**Extracted data**
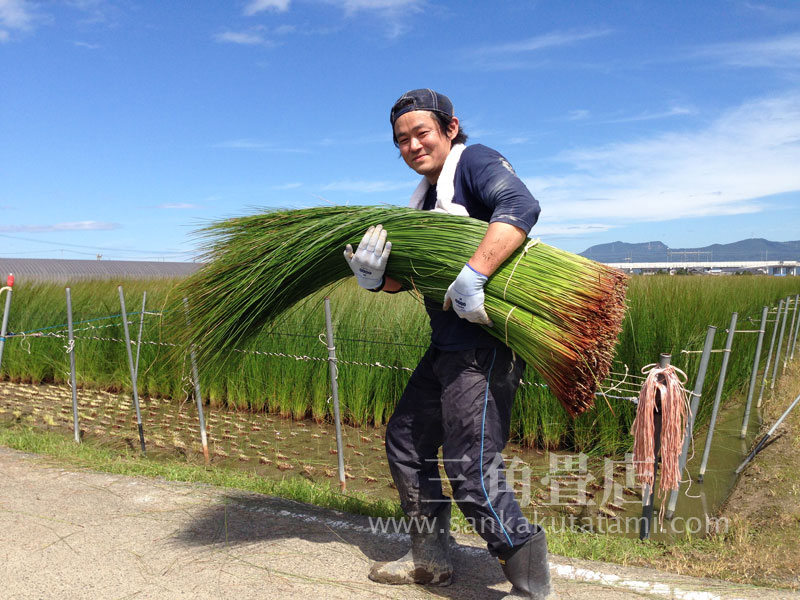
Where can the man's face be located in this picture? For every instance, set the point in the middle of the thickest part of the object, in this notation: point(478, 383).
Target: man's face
point(423, 144)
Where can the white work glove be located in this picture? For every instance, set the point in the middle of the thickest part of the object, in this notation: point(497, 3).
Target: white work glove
point(368, 263)
point(466, 296)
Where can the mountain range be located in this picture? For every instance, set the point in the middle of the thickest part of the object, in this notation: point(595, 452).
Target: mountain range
point(751, 249)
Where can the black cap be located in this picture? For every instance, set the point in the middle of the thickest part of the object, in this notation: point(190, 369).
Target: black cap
point(424, 99)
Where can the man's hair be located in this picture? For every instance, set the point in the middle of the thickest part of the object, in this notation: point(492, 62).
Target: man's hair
point(444, 122)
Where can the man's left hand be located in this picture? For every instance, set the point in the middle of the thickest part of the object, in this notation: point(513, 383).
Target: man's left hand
point(466, 296)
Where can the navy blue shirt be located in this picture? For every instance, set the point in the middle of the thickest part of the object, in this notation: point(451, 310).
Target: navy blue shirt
point(487, 186)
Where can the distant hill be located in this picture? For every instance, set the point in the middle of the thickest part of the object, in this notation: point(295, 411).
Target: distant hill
point(752, 249)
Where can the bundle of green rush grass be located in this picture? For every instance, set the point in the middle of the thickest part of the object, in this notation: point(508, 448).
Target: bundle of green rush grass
point(561, 312)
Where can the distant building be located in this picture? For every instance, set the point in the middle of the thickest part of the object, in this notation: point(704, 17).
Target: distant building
point(60, 270)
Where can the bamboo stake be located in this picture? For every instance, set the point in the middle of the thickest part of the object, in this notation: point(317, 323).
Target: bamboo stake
point(335, 394)
point(197, 396)
point(723, 370)
point(72, 378)
point(132, 370)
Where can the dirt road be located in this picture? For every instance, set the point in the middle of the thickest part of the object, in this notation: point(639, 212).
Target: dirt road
point(71, 533)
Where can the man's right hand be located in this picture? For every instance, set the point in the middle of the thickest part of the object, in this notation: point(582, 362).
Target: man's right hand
point(368, 262)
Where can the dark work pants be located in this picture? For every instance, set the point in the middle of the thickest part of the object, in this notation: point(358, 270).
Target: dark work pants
point(459, 401)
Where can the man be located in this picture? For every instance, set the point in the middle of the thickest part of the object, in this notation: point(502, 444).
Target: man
point(460, 396)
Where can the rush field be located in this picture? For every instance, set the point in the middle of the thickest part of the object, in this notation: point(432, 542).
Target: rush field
point(378, 339)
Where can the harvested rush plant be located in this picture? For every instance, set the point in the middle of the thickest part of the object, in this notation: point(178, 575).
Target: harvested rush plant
point(561, 312)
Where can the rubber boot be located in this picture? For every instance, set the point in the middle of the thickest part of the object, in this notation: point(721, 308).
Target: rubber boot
point(526, 568)
point(428, 561)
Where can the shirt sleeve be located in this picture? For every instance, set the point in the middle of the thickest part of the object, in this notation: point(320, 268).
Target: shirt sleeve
point(492, 181)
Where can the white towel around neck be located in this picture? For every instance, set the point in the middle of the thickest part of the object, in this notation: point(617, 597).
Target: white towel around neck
point(445, 187)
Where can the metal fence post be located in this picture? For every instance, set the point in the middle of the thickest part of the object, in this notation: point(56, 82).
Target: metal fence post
point(335, 393)
point(139, 339)
point(648, 492)
point(720, 384)
point(8, 288)
point(695, 403)
point(198, 398)
point(769, 355)
point(72, 379)
point(790, 341)
point(132, 370)
point(754, 375)
point(794, 340)
point(780, 343)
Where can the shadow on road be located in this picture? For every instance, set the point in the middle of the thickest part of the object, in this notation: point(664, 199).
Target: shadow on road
point(243, 520)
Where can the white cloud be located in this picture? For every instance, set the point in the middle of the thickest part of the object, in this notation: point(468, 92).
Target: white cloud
point(749, 152)
point(569, 229)
point(251, 144)
point(393, 15)
point(541, 42)
point(519, 54)
point(178, 205)
point(15, 15)
point(257, 6)
point(578, 115)
point(378, 5)
point(369, 187)
point(68, 226)
point(779, 52)
point(675, 111)
point(86, 45)
point(247, 38)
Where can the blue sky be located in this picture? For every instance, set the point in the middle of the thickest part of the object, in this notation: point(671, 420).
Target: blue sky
point(126, 125)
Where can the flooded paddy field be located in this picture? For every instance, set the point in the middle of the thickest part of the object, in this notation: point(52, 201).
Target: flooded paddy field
point(553, 488)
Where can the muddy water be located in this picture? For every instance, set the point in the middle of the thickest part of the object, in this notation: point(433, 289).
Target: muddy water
point(559, 490)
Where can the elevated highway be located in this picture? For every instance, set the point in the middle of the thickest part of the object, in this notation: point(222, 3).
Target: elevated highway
point(770, 267)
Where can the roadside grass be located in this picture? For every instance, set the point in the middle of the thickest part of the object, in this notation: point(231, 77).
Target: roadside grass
point(130, 462)
point(378, 337)
point(744, 552)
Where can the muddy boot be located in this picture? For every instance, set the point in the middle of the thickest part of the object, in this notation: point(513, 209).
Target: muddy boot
point(428, 561)
point(526, 568)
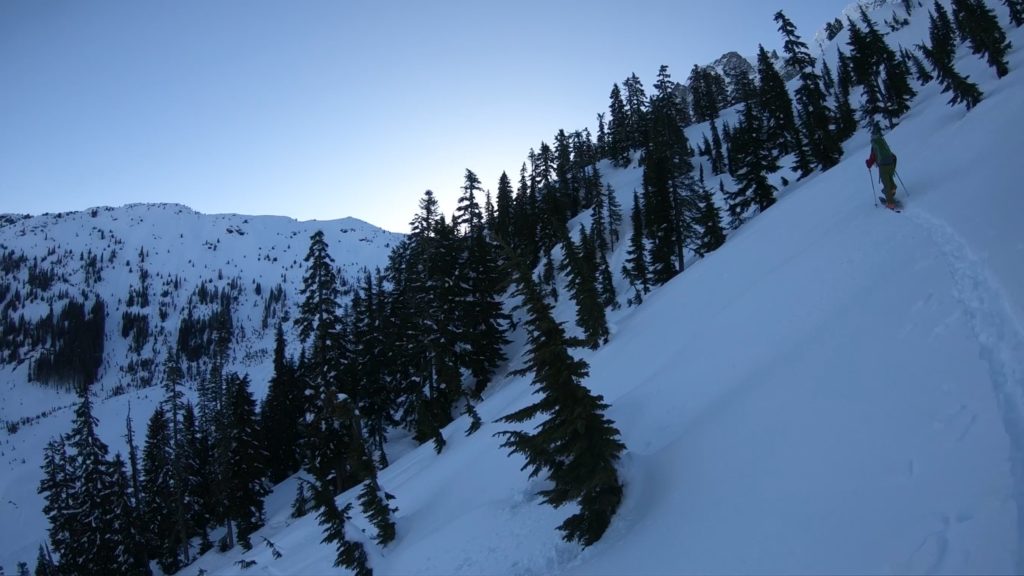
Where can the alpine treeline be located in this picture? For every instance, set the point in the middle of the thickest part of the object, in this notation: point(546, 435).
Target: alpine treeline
point(411, 347)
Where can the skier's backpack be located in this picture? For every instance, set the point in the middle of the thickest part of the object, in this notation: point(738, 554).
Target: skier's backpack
point(884, 155)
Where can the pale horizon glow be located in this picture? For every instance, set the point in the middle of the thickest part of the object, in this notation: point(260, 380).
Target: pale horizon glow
point(326, 110)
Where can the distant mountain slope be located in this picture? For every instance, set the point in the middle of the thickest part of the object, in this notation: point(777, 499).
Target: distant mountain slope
point(837, 389)
point(158, 268)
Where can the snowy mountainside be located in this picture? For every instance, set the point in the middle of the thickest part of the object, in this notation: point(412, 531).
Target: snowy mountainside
point(158, 268)
point(839, 388)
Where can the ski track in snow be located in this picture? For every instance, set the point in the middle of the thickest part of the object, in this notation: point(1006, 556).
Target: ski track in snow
point(1001, 347)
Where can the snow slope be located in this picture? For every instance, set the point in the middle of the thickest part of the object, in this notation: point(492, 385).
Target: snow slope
point(838, 389)
point(182, 248)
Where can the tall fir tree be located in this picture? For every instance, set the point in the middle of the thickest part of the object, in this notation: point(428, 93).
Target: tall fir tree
point(577, 446)
point(754, 163)
point(940, 52)
point(581, 265)
point(246, 464)
point(670, 191)
point(617, 145)
point(505, 204)
point(821, 146)
point(710, 222)
point(282, 414)
point(158, 490)
point(350, 554)
point(775, 107)
point(717, 156)
point(635, 268)
point(1016, 8)
point(329, 398)
point(846, 118)
point(979, 27)
point(636, 112)
point(614, 210)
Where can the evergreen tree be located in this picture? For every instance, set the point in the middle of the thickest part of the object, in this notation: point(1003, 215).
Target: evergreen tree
point(44, 564)
point(717, 157)
point(350, 554)
point(635, 268)
point(370, 356)
point(920, 70)
point(865, 65)
point(174, 403)
point(614, 215)
point(617, 145)
point(196, 456)
point(710, 222)
point(1016, 11)
point(754, 163)
point(846, 120)
point(468, 213)
point(130, 557)
point(670, 191)
point(941, 53)
point(374, 501)
point(822, 148)
point(85, 492)
point(136, 535)
point(576, 446)
point(282, 414)
point(581, 263)
point(775, 107)
point(246, 464)
point(328, 396)
point(503, 229)
point(636, 112)
point(158, 490)
point(57, 486)
point(896, 84)
point(479, 313)
point(979, 27)
point(300, 504)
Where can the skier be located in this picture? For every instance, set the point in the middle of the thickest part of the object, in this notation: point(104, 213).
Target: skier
point(884, 157)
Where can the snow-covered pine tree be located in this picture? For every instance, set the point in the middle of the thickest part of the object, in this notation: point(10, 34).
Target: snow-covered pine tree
point(754, 163)
point(1016, 8)
point(158, 490)
point(576, 446)
point(246, 465)
point(940, 52)
point(979, 27)
point(816, 121)
point(635, 266)
point(282, 414)
point(350, 554)
point(710, 222)
point(581, 265)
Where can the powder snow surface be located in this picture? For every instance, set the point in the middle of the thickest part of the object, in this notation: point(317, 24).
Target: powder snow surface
point(838, 389)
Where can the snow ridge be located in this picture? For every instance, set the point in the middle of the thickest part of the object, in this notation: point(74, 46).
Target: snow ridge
point(1000, 339)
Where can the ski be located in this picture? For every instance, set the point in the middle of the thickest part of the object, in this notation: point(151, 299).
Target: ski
point(897, 208)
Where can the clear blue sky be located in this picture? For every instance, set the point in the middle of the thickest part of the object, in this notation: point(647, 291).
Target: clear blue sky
point(320, 110)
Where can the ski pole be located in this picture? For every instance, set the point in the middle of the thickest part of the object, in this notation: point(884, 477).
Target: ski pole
point(906, 192)
point(875, 196)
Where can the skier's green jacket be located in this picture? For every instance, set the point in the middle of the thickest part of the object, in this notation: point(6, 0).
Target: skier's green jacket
point(884, 157)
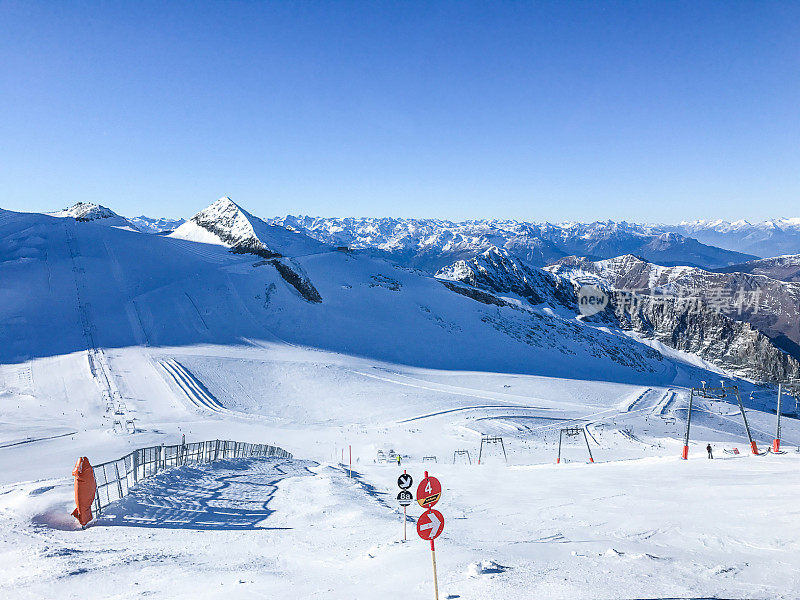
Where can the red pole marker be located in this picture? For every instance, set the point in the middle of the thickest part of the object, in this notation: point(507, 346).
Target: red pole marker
point(429, 526)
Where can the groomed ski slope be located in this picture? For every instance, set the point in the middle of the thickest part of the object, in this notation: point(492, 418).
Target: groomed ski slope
point(183, 338)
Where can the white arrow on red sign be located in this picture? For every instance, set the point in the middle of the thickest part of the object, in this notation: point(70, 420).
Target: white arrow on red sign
point(430, 524)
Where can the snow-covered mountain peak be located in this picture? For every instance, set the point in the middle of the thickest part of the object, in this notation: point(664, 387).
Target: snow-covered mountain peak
point(88, 211)
point(226, 223)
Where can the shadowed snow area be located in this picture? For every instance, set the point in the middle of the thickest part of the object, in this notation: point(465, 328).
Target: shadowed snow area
point(226, 494)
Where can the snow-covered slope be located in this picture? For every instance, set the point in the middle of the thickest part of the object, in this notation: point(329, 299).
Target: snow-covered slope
point(227, 224)
point(431, 244)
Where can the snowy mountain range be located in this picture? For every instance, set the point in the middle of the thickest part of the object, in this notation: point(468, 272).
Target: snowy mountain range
point(431, 244)
point(530, 308)
point(769, 238)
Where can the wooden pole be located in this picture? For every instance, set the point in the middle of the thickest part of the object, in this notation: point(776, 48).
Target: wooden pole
point(435, 579)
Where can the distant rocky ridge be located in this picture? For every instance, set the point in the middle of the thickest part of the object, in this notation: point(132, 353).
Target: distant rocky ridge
point(770, 305)
point(431, 244)
point(774, 237)
point(694, 327)
point(785, 268)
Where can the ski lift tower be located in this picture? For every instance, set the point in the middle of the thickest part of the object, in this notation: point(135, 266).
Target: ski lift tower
point(716, 393)
point(489, 440)
point(573, 432)
point(793, 389)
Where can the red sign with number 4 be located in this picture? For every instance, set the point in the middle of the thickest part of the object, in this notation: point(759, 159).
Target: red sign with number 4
point(429, 491)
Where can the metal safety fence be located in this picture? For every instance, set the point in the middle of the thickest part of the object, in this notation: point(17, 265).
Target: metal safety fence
point(115, 478)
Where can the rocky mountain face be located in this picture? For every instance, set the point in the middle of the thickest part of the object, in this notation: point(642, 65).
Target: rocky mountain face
point(769, 305)
point(693, 326)
point(498, 271)
point(784, 268)
point(226, 223)
point(774, 237)
point(90, 212)
point(431, 244)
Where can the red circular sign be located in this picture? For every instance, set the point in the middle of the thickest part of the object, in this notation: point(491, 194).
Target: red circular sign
point(430, 524)
point(429, 491)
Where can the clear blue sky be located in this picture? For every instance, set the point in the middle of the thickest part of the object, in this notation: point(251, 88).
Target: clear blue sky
point(645, 111)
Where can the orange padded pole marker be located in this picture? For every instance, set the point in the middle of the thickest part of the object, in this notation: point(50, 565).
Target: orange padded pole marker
point(85, 489)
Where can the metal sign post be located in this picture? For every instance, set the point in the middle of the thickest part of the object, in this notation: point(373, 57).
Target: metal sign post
point(776, 444)
point(571, 432)
point(431, 522)
point(404, 497)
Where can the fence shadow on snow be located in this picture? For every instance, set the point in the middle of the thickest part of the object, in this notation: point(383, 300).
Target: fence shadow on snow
point(210, 491)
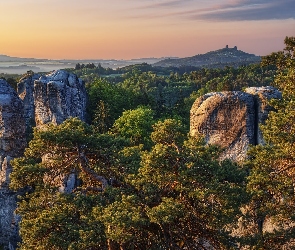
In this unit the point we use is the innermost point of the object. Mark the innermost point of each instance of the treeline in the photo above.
(141, 182)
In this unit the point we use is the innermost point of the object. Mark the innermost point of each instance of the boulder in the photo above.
(231, 119)
(262, 96)
(226, 119)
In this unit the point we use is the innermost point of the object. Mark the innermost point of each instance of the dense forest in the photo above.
(144, 183)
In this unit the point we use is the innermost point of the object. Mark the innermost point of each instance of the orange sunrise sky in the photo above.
(125, 29)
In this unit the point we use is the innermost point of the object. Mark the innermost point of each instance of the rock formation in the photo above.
(262, 95)
(58, 96)
(25, 90)
(12, 144)
(230, 119)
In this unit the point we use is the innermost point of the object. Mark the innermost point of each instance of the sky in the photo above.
(128, 29)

**Problem statement**
Look through the material above and print exactly the lines from the one containing "Target: white cloud" to the one containing "Where can the blue", both included, and nothing more.

**Result of the exercise**
Target: white cloud
point(749, 152)
point(569, 229)
point(251, 144)
point(393, 15)
point(541, 42)
point(519, 54)
point(178, 205)
point(15, 15)
point(257, 6)
point(578, 115)
point(378, 5)
point(369, 187)
point(68, 226)
point(779, 52)
point(675, 111)
point(86, 45)
point(247, 38)
Where can the blue sky be located in this picture? For every instance, set the point in the middle of the thickest part of the object, in this notation: point(671, 420).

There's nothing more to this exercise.